Rural residents were again angered by the relaxing of restrictions and protested the decision. Prominent farmers complained that the ban was relaxed after consulting with businessmen but without consulting any farmers on the Island. In response, a plebiscite was held across the Island in June 1913, in which each school district voted whether to relax the restrictions as proposed by the government, or to reinstate the full ban. Contemporary reports estimate that over 90% of respondents supported reinstating the ban, although the provincial government suppressed the official results.

The mixed results of the plebiscite led to a situation where automobiles were allowed to operate in some communities but were banned from others. Automobile owners could drive through one community but then have to hire a team of horses to tow their car through the next district. A well known fox magnate, Frank Tuplin (1867–1949), owned a car in Summerside, which banned automobiles. He would load the car onto the railway to bring it to Charlottetown to drive around for the day, before bringing it back to his home again by rail.

• SOURCE INFORMATION:

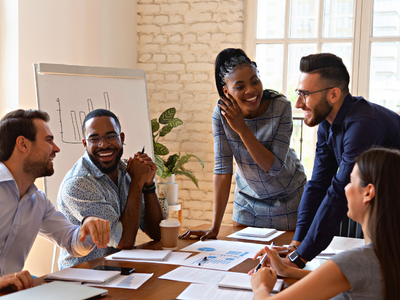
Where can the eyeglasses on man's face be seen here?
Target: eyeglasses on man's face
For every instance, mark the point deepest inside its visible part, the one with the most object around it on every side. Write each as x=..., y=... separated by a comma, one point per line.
x=109, y=137
x=303, y=94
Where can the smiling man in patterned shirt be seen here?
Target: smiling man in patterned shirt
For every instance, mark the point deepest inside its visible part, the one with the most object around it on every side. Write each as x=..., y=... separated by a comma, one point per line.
x=100, y=184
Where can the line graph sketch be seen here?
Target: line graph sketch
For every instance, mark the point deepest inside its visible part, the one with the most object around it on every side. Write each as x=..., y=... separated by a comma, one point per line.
x=73, y=134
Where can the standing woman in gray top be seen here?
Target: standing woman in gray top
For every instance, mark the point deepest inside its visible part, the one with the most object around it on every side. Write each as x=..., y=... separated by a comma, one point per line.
x=368, y=272
x=254, y=126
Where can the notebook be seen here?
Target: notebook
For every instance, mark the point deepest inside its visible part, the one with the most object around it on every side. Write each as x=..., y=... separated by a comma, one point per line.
x=58, y=290
x=242, y=281
x=256, y=232
x=84, y=275
x=141, y=254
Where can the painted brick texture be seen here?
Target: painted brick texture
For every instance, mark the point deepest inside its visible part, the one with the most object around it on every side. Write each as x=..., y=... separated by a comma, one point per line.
x=178, y=41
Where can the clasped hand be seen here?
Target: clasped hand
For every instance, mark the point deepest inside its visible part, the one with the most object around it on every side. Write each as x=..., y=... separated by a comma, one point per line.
x=232, y=113
x=141, y=168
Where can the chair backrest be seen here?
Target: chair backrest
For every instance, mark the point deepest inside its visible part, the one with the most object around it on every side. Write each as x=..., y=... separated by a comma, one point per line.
x=350, y=228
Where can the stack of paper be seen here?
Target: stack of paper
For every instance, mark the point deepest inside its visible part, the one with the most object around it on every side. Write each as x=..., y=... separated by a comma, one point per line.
x=141, y=254
x=84, y=275
x=256, y=232
x=242, y=281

• WORK INSTRUCTION 1: Could you set down the passage on the Island's automobile ban word for word, from "Rural residents were" up to and including "the official results."?
• WORK INSTRUCTION 2: How would the passage on the Island's automobile ban go on from its final sentence? Write the next part.
You can set the rows aside; nothing here depends on them.

• WRITTEN ANSWER 1:
Rural residents were again angered by the relaxing of restrictions and protested the decision. Prominent farmers complained that the ban was relaxed after consulting with businessmen but without consulting any farmers on the Island. In response, a plebiscite was held across the Island in June 1913, in which each school district voted whether to relax the restrictions as proposed by the government, or to reinstate the full ban. Contemporary reports estimate that over 90% of respondents supported reinstating the ban, although the provincial government suppressed the official results.

• WRITTEN ANSWER 2:
=== Ban rescinded again ===
By 1916, several factors led to changing opinions on automobiles on the Island. The economy continued to improve, and mass production drove down the cost of automobiles to within reach of average Islanders. Mobilization during World War I strengthened the case for automobile use, and more frequent exposure to automobiles lessened fears of injury to horses. The provincial government allowed the ban to be relaxed in individual districts, if 75% of the district's residents petitioned in support of lifting the ban.

As more and more districts reversed the ban in this way, more roads became available to Island motorists. In 1917, the Conservative government of John Alexander Mathieson proposed a bill to rescind the automobile ban throughout the province. The vote on the bill was a tie, 14 in favour and 14 opposed, including several of Mathieson's Conservatives voting against his proposal. The tie was broken by Speaker John S. Martin in favour of rescinding the ban. The ban was formally lifted in 1919.

During the final years of the ban and for a few years afterwards, newspapers reported incidents of farmers blockading roads to prevent passage of automobiles.